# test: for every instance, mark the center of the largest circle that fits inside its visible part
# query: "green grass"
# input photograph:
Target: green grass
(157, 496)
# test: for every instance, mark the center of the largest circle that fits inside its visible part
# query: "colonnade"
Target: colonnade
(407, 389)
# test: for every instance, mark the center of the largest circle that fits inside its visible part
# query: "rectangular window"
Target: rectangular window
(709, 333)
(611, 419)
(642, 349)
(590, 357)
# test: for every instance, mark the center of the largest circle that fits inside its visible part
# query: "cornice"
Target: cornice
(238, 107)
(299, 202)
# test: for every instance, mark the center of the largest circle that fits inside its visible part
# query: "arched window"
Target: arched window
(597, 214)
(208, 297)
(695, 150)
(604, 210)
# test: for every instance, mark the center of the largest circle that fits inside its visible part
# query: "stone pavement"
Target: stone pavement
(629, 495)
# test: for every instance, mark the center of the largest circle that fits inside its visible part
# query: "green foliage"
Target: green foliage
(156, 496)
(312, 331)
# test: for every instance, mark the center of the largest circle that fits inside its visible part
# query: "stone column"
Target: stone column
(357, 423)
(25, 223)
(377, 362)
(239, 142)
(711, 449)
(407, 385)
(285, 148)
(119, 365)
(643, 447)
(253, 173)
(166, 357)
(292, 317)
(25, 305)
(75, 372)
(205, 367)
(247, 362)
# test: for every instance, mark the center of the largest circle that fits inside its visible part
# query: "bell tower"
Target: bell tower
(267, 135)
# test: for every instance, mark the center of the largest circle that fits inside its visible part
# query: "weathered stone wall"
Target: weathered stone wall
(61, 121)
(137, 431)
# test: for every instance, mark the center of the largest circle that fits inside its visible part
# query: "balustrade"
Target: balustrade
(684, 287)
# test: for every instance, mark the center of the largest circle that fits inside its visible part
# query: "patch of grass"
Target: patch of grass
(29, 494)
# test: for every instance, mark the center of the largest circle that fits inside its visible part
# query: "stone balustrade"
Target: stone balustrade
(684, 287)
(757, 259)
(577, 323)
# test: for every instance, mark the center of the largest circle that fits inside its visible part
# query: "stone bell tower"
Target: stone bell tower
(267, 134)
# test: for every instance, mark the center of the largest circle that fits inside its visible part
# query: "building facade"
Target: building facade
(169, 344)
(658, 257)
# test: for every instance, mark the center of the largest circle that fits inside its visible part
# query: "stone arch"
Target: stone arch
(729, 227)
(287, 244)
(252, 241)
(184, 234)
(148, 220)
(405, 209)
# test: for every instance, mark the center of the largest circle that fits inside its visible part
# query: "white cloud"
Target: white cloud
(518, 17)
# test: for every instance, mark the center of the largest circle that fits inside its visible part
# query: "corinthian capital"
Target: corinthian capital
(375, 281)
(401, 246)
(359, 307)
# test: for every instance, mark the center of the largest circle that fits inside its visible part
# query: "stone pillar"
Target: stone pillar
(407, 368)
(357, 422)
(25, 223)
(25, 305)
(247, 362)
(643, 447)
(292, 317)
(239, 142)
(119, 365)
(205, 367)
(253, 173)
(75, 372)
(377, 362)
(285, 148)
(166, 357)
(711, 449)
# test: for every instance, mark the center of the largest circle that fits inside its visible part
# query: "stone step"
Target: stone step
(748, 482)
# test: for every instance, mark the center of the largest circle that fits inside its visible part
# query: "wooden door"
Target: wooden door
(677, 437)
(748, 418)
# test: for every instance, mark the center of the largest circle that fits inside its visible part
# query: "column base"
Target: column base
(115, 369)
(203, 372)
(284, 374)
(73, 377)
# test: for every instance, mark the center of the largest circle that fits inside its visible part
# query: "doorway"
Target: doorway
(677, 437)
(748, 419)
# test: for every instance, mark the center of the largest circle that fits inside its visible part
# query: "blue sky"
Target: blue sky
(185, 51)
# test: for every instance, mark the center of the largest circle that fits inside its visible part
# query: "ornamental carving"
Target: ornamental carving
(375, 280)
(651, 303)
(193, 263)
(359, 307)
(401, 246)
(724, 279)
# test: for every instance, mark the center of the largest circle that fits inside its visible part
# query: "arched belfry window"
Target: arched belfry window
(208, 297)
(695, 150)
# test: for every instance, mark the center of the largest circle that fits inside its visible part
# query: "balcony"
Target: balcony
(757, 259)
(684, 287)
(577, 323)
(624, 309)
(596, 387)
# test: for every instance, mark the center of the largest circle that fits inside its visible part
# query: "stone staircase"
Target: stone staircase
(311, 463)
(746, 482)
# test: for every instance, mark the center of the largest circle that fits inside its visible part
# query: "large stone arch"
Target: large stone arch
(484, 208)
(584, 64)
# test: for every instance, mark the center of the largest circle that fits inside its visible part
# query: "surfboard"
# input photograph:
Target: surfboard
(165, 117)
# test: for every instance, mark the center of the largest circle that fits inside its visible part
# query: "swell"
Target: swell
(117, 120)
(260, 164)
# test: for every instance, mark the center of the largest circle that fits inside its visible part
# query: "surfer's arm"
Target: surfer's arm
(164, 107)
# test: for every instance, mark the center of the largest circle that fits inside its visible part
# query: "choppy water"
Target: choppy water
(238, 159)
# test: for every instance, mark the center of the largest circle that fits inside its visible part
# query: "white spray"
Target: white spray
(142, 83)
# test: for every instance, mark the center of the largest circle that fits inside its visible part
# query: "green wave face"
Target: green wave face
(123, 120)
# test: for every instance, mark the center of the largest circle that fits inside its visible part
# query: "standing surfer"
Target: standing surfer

------------------------------------------------------------------------

The exercise: Find every line above that contains the word "surfer" and copy each one out. Case counts.

Solved problem:
# query: "surfer's arm"
Target: surfer's arm
# query: "standing surfer"
Target: standing surfer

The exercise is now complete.